- DESCRIPTION OF THE TASK -
In the data below, locate each line with the word "pole" and list it.

- EXTRACTED DATA -
┌──

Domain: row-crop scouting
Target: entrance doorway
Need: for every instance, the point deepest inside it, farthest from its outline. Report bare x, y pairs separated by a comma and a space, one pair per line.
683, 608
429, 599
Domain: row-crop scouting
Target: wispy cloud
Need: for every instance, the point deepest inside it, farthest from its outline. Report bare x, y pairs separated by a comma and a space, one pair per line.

└──
┌──

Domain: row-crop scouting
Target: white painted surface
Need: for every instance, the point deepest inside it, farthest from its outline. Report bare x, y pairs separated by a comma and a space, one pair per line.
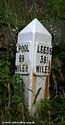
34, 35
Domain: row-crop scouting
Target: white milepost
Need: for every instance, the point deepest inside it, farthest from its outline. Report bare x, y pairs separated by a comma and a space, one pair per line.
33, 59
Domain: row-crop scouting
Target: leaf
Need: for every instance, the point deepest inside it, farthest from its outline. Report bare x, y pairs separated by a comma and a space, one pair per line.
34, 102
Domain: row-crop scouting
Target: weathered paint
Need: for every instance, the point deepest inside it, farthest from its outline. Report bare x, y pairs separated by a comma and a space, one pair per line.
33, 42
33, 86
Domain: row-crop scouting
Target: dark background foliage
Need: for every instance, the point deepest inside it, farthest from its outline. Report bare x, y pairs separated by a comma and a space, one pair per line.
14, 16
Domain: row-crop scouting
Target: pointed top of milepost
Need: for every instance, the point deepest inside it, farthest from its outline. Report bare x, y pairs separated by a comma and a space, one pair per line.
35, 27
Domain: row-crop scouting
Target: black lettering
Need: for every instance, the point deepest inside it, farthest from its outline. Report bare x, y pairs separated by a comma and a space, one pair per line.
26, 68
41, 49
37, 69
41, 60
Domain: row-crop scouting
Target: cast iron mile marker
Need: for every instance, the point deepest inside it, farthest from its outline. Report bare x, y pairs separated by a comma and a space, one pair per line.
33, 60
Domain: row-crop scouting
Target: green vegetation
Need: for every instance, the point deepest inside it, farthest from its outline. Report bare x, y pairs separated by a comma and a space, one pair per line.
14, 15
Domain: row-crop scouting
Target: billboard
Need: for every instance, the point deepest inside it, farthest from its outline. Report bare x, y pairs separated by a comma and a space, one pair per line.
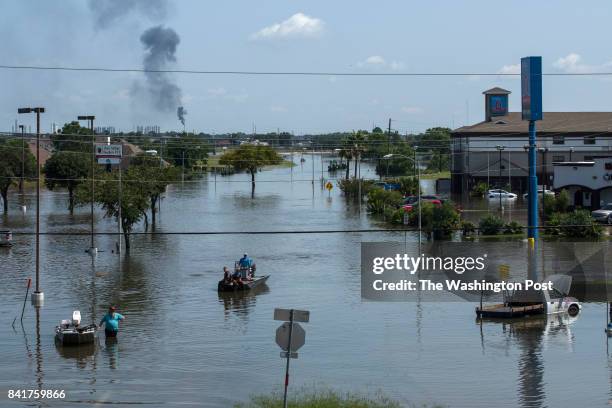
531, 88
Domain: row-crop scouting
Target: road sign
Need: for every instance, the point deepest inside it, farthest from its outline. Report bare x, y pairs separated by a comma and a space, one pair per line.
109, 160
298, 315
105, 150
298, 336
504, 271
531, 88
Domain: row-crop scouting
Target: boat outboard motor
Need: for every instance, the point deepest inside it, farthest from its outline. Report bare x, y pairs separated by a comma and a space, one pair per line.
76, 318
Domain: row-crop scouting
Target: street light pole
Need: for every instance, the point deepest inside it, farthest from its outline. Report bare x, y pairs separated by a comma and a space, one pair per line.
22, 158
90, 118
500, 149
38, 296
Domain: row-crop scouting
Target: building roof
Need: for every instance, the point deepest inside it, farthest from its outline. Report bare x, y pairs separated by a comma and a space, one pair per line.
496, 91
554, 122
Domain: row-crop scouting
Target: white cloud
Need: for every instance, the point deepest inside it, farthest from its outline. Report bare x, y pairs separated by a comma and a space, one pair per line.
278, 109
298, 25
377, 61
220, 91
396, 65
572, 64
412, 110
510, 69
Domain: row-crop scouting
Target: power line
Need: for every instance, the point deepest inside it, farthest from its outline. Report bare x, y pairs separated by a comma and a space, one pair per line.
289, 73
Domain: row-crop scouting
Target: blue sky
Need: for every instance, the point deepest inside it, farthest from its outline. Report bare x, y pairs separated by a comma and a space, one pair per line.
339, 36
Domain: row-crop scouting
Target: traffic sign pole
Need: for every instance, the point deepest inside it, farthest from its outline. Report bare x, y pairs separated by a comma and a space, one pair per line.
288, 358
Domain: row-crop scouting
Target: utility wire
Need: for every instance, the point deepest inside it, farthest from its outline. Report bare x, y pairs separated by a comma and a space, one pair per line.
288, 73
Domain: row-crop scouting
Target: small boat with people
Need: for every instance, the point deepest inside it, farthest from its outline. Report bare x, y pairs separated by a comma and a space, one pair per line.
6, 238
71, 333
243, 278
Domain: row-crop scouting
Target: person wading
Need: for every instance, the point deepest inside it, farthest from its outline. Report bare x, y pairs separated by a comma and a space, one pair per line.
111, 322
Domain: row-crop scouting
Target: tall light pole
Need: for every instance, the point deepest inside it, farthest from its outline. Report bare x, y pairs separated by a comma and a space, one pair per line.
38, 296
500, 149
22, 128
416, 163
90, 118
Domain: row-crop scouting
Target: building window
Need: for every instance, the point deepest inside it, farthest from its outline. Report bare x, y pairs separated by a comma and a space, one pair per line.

└──

- FINISHED EXERCISE -
Target: street light pole
Target: traffic sign pole
Target: tall light pole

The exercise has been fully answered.